----- RECORDED INFORMATION

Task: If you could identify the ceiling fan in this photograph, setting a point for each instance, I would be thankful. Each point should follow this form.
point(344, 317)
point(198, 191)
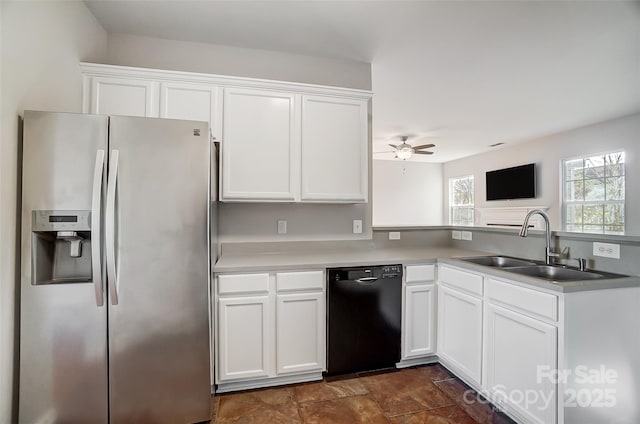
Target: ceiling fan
point(404, 151)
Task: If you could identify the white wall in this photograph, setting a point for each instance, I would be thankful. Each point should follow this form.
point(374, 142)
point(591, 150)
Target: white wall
point(42, 43)
point(148, 52)
point(548, 152)
point(407, 193)
point(258, 222)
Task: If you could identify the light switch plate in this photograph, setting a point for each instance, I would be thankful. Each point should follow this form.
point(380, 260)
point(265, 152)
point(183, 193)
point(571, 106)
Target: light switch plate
point(606, 250)
point(282, 226)
point(357, 226)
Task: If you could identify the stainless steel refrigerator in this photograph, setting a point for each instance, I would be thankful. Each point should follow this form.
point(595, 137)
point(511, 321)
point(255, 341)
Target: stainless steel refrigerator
point(115, 269)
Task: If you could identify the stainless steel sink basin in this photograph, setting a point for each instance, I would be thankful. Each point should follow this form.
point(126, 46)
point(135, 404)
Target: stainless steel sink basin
point(555, 273)
point(497, 261)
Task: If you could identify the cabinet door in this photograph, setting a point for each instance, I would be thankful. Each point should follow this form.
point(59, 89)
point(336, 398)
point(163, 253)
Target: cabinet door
point(419, 321)
point(119, 96)
point(334, 149)
point(300, 332)
point(195, 102)
point(517, 346)
point(244, 338)
point(260, 146)
point(460, 332)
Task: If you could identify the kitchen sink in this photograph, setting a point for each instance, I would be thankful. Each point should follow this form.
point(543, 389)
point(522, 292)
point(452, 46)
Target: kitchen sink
point(497, 261)
point(556, 273)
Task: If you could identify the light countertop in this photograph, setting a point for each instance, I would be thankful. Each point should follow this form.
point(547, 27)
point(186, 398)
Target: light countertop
point(283, 257)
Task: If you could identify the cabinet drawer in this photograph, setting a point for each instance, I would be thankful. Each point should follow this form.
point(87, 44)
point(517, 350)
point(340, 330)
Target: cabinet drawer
point(420, 273)
point(466, 281)
point(530, 302)
point(309, 280)
point(243, 283)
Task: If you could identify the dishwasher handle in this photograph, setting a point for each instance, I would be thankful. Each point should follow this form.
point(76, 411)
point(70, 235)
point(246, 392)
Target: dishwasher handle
point(366, 281)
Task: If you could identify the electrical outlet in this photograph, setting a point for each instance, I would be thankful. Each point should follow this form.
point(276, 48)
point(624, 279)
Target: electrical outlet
point(357, 226)
point(282, 226)
point(606, 250)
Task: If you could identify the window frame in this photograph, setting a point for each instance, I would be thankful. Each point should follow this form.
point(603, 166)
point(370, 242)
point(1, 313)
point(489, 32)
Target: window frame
point(566, 203)
point(466, 206)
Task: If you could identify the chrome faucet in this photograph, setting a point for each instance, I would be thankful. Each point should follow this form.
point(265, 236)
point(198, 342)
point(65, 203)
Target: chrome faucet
point(525, 229)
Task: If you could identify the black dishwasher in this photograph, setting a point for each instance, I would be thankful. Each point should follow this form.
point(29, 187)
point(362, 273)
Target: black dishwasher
point(364, 306)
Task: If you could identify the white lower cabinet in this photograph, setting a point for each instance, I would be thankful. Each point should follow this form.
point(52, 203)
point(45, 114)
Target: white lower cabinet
point(460, 332)
point(517, 349)
point(243, 337)
point(270, 328)
point(300, 332)
point(419, 316)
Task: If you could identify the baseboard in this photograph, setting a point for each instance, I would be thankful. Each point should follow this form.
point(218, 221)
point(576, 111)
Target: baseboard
point(268, 382)
point(412, 362)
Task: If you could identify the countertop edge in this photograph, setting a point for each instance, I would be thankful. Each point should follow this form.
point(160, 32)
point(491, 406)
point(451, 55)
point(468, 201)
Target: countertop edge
point(448, 256)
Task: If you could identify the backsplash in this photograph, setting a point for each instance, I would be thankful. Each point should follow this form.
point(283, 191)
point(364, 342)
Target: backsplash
point(507, 242)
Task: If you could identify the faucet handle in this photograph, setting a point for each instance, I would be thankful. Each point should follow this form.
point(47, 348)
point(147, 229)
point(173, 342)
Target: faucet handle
point(581, 263)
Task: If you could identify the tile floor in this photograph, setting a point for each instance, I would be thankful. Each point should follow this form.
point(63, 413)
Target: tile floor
point(427, 394)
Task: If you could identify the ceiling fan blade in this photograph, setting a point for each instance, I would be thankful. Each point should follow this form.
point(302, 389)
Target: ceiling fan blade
point(423, 146)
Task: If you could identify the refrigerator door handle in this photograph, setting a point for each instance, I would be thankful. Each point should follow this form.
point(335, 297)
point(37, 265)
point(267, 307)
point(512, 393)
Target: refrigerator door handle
point(96, 221)
point(110, 223)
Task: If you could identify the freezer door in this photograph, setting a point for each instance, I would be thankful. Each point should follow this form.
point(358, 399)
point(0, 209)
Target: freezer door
point(63, 365)
point(156, 225)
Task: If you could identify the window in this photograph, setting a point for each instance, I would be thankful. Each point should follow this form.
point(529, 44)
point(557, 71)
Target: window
point(594, 194)
point(461, 200)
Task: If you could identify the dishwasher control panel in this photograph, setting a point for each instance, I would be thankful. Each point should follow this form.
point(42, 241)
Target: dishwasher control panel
point(354, 273)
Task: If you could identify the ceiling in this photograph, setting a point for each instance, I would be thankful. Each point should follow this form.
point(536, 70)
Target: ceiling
point(460, 74)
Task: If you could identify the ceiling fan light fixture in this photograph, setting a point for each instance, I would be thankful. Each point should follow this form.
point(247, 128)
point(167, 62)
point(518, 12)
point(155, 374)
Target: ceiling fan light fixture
point(404, 153)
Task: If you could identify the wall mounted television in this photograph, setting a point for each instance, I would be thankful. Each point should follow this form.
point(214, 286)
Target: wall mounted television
point(518, 182)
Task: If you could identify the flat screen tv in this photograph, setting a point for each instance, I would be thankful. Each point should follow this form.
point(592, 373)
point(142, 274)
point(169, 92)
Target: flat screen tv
point(518, 182)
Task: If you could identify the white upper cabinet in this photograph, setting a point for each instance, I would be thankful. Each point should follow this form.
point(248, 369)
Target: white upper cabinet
point(195, 102)
point(280, 141)
point(123, 96)
point(334, 149)
point(260, 145)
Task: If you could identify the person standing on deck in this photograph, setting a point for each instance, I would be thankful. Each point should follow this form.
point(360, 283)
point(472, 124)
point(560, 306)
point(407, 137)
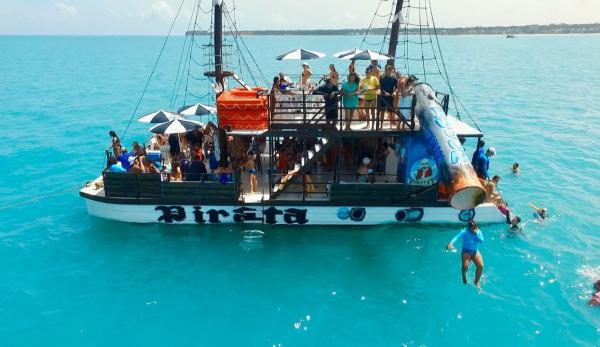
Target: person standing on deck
point(352, 67)
point(330, 93)
point(370, 88)
point(305, 77)
point(251, 166)
point(478, 152)
point(349, 94)
point(471, 238)
point(334, 75)
point(115, 143)
point(389, 87)
point(483, 163)
point(375, 69)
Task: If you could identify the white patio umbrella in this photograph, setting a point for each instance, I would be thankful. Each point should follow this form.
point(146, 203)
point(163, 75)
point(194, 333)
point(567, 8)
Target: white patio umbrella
point(158, 117)
point(175, 126)
point(367, 55)
point(345, 53)
point(301, 54)
point(197, 110)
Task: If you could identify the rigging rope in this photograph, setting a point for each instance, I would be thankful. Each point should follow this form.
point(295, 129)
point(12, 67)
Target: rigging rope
point(176, 86)
point(162, 49)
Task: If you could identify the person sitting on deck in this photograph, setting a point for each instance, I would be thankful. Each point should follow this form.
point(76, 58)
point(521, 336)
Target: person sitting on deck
point(491, 193)
point(305, 77)
point(352, 67)
point(224, 171)
point(174, 146)
point(350, 100)
point(370, 88)
point(285, 82)
point(113, 165)
point(196, 171)
point(175, 175)
point(364, 172)
point(389, 86)
point(483, 163)
point(330, 93)
point(195, 137)
point(125, 158)
point(391, 162)
point(276, 86)
point(115, 142)
point(138, 151)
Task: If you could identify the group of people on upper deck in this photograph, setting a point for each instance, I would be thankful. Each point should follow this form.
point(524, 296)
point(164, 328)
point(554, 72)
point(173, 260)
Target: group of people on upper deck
point(364, 98)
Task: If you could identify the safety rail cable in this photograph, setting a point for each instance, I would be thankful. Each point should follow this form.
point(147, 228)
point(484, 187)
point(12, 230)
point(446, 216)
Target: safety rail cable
point(162, 49)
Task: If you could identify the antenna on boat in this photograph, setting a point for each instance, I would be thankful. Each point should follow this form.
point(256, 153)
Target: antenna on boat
point(395, 31)
point(219, 74)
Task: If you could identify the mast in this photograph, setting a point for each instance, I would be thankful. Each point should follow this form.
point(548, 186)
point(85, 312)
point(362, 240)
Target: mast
point(395, 31)
point(218, 40)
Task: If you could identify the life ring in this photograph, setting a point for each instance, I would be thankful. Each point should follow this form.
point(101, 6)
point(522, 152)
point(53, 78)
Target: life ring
point(466, 215)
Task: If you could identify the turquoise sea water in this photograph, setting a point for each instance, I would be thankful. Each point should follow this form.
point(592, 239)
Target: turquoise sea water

----------

TASK OBJECTIVE -
In the entries above, find lines with "water" and copy each.

COMPLETED EXERCISE -
Task: If you could identify the turquoise sea water in this photograph, setting a point for each instance, I would be thankful. Each point should follow this form.
Target: turquoise sea water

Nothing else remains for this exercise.